EXERCISE:
Go through the entries below and return every line that contains "smiling".

[Referring expression data]
BEGIN

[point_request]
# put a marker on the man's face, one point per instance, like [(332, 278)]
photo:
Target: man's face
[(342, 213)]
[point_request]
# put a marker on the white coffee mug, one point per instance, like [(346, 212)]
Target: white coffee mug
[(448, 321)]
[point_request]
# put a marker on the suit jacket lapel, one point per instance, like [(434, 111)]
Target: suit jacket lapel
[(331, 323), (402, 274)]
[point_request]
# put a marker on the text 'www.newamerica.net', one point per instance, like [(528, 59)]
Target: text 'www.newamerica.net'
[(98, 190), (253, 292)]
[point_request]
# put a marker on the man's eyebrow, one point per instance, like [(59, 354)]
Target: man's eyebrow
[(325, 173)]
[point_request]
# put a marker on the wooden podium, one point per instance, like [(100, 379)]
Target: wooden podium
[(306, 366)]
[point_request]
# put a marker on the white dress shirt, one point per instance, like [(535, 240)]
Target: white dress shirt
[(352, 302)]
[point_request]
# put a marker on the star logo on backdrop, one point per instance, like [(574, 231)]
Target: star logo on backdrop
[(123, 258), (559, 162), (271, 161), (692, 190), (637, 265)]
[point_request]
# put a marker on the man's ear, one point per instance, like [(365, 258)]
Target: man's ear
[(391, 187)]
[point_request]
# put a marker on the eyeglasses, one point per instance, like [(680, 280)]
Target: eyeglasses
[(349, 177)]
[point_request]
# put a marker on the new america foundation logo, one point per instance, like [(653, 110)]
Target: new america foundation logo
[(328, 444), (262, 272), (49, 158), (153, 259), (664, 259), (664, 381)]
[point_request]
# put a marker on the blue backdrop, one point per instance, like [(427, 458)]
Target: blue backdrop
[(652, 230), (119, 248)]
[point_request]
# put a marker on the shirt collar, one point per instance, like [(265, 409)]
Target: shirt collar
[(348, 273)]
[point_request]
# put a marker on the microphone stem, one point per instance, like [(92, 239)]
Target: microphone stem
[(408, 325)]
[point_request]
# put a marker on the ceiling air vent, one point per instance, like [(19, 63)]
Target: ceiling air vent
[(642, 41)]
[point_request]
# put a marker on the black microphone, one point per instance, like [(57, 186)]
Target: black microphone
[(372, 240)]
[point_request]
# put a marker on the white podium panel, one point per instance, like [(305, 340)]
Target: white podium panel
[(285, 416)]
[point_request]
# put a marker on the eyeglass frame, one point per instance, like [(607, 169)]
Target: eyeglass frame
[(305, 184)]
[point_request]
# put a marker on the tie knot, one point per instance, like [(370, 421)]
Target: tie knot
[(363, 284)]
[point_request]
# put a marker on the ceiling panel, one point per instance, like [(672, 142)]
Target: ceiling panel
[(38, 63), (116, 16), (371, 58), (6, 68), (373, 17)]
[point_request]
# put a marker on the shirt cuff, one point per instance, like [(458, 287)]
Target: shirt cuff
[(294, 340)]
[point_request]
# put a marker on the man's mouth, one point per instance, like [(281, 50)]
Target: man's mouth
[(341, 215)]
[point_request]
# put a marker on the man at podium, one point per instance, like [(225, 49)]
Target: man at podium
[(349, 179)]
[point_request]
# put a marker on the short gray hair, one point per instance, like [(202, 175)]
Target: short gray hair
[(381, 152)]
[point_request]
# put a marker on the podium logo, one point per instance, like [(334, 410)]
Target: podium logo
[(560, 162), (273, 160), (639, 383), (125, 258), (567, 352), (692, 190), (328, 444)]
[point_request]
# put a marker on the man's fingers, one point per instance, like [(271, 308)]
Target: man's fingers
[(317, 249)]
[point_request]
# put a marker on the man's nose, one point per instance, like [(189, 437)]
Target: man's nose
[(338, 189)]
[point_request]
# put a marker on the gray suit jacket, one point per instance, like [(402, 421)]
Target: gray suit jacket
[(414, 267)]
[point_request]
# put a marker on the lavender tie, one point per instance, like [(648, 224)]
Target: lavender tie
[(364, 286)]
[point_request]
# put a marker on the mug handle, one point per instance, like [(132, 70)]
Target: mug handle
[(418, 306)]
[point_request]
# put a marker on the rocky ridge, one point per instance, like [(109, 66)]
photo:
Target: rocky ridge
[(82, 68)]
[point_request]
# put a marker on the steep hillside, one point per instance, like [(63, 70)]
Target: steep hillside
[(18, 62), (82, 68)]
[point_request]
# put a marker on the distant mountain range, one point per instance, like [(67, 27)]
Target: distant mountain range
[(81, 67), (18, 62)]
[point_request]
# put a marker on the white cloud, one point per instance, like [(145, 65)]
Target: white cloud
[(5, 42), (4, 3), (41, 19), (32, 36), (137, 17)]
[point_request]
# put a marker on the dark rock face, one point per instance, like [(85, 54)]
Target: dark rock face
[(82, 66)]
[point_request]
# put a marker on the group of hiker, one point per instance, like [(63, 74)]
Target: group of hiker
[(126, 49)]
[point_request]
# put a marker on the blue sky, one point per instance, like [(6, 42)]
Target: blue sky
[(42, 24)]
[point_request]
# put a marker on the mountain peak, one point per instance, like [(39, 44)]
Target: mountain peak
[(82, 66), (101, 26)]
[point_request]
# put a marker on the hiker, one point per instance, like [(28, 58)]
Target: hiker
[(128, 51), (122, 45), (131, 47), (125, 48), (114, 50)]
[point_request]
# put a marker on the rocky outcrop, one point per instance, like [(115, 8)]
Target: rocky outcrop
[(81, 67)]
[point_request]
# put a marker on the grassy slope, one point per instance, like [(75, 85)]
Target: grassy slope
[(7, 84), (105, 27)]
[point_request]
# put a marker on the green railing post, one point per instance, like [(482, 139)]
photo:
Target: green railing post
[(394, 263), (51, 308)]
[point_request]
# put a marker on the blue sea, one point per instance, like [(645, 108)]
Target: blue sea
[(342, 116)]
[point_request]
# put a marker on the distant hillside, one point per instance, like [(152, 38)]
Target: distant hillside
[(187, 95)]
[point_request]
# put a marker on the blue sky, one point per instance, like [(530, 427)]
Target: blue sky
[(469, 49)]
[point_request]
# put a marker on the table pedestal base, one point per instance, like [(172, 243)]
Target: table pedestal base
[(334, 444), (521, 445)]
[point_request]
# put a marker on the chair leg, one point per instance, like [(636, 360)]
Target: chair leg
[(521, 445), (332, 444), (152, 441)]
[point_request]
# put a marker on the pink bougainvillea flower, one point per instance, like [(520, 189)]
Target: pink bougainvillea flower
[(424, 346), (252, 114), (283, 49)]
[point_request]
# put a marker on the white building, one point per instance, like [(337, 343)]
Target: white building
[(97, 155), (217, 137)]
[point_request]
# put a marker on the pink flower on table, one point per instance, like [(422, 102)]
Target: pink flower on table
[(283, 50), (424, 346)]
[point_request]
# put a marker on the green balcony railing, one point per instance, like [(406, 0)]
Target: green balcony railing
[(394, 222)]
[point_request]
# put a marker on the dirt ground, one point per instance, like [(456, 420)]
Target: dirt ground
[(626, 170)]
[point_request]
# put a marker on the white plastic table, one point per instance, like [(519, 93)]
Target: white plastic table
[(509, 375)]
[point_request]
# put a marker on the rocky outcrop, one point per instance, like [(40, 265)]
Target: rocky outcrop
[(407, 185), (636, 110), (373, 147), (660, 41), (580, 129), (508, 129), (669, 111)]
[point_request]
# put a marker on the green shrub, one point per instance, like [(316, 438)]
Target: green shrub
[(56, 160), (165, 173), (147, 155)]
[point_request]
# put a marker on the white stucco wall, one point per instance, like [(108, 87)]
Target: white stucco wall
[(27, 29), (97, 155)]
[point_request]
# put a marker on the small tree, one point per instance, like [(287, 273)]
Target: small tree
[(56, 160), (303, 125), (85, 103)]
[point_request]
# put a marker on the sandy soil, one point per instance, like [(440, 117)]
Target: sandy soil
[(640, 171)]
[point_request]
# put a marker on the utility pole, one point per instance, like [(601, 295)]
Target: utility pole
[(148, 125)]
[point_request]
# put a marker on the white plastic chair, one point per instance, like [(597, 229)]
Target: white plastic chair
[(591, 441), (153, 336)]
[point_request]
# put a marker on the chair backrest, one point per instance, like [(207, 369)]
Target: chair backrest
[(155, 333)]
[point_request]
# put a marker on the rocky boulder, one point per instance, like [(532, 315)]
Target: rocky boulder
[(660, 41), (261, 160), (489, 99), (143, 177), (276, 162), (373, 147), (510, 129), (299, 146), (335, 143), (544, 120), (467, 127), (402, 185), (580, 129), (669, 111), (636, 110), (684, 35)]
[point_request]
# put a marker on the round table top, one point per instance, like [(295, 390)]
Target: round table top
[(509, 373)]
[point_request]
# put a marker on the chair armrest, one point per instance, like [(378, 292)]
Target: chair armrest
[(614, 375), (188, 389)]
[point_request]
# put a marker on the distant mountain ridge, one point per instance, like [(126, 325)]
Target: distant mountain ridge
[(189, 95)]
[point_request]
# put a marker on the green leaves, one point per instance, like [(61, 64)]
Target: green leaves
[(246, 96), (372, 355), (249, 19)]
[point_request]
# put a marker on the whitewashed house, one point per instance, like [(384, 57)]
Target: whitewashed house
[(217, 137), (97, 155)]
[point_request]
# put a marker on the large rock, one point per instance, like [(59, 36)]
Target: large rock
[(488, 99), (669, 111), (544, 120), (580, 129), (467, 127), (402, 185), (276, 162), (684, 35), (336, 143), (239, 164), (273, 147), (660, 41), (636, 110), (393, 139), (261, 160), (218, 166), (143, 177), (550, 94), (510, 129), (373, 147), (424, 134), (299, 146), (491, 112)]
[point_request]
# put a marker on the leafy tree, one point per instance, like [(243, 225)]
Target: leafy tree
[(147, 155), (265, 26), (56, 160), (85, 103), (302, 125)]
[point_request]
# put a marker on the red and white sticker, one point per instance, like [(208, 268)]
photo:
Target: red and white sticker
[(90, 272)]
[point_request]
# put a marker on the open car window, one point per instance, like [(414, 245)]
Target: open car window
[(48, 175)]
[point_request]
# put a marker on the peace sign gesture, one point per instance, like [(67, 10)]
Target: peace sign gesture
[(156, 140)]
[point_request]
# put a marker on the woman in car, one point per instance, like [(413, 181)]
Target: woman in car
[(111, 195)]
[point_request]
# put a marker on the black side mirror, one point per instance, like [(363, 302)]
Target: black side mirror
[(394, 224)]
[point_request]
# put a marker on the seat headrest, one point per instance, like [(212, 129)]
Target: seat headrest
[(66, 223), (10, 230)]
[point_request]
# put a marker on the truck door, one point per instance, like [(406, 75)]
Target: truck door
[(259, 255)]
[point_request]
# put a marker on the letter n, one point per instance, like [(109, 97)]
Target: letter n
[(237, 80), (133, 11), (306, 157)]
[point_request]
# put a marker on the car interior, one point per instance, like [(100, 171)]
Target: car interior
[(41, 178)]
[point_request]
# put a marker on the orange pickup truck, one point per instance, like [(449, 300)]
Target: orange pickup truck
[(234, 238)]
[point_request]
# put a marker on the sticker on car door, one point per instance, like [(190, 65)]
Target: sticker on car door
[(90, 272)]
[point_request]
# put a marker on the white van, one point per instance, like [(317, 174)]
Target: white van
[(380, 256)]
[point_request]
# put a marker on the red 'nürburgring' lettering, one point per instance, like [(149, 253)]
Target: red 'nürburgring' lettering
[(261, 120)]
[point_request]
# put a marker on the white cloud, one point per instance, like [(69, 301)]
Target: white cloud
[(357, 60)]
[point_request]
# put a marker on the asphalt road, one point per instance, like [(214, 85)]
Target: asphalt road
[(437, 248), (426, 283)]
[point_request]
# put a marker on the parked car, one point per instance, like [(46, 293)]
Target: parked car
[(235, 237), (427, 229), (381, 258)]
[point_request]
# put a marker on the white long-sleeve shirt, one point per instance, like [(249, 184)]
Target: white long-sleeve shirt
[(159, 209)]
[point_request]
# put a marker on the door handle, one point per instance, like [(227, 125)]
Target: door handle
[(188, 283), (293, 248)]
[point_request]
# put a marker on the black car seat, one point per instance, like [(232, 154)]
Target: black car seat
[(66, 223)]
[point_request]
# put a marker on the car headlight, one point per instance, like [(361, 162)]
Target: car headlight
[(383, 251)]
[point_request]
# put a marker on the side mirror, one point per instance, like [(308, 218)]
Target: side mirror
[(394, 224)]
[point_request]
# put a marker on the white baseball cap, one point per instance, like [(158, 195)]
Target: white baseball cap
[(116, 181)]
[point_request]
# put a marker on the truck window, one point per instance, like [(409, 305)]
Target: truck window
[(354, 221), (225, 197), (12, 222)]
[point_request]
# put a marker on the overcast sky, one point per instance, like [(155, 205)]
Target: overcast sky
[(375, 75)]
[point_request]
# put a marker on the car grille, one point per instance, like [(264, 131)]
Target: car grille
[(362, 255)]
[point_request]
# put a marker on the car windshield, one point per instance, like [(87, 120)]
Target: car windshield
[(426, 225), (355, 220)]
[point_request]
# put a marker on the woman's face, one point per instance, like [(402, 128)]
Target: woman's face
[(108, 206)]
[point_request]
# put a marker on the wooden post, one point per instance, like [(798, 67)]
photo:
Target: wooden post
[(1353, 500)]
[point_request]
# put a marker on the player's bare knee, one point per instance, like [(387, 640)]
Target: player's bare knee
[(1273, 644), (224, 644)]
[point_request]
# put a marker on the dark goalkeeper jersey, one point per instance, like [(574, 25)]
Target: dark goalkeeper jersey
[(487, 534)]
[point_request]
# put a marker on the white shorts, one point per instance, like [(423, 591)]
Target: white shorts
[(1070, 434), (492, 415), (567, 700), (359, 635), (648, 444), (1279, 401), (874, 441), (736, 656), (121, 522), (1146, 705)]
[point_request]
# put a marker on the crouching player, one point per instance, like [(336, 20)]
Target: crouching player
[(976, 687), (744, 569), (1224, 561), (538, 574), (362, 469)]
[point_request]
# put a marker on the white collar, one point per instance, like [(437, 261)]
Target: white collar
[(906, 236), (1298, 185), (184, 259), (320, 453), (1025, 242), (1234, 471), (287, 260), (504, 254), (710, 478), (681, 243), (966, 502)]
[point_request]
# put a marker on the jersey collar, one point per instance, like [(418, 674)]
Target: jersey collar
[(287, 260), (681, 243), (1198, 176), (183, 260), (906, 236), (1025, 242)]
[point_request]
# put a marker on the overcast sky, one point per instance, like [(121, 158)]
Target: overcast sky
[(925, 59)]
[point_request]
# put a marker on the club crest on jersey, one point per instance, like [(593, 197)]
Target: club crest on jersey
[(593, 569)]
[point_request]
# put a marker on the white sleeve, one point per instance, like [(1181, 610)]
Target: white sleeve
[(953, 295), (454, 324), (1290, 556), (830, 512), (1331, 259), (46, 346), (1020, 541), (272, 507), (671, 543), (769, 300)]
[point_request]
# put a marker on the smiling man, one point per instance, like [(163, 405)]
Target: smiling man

END

TASK SOLUTION:
# put a marker on the smiling man, one point per instance, like [(163, 405)]
Target: smiling man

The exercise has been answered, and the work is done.